## What is expected
Print everything in the material below from the line containing "Annotation task — tag each instance of the grassy" down to the line containing "pixel 262 249", both lines included, with every character unchanged.

## Materials provided
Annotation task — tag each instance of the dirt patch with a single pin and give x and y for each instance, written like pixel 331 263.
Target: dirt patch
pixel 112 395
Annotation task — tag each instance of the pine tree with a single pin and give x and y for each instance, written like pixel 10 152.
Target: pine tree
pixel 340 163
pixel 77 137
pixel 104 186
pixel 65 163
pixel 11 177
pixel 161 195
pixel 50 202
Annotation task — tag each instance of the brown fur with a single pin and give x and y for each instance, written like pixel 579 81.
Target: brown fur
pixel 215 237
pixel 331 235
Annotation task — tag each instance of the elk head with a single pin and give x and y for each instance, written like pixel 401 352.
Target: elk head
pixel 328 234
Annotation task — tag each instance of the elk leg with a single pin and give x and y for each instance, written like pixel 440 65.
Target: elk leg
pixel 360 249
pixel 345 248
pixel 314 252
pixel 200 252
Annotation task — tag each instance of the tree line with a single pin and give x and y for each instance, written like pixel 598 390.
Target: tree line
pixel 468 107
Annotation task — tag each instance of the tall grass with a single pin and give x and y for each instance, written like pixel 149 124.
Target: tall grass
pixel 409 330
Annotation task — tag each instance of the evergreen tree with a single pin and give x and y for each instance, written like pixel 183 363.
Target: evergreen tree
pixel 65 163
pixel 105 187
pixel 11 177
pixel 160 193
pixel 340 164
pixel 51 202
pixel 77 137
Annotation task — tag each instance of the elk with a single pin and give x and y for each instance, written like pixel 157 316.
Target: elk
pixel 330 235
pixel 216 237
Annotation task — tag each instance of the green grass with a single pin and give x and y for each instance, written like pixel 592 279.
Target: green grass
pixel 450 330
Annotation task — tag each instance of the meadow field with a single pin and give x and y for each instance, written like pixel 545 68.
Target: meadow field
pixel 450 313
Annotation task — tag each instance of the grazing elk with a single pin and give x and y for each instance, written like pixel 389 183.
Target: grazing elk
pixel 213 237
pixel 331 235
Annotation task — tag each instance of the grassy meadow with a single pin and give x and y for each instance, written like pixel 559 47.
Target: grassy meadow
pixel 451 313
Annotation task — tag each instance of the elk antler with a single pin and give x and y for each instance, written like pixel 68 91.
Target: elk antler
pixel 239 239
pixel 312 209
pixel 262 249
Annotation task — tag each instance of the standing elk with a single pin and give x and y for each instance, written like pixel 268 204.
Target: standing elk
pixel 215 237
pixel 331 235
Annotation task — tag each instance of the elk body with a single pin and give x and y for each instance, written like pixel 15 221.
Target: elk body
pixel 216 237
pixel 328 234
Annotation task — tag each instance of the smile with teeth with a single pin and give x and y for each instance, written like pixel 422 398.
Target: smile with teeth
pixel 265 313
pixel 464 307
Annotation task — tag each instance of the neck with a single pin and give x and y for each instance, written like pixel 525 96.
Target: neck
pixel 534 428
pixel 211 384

## Written solution
Annotation task — tag each instance of the grassy meadow with a single pin and give x and y for each instance, written like pixel 559 47.
Target: grassy meadow
pixel 451 313
Annotation task — tag each instance of the elk antler with a single pin and give x and y for each instance, written like pixel 68 91.
Target: elk antler
pixel 239 239
pixel 312 209
pixel 262 249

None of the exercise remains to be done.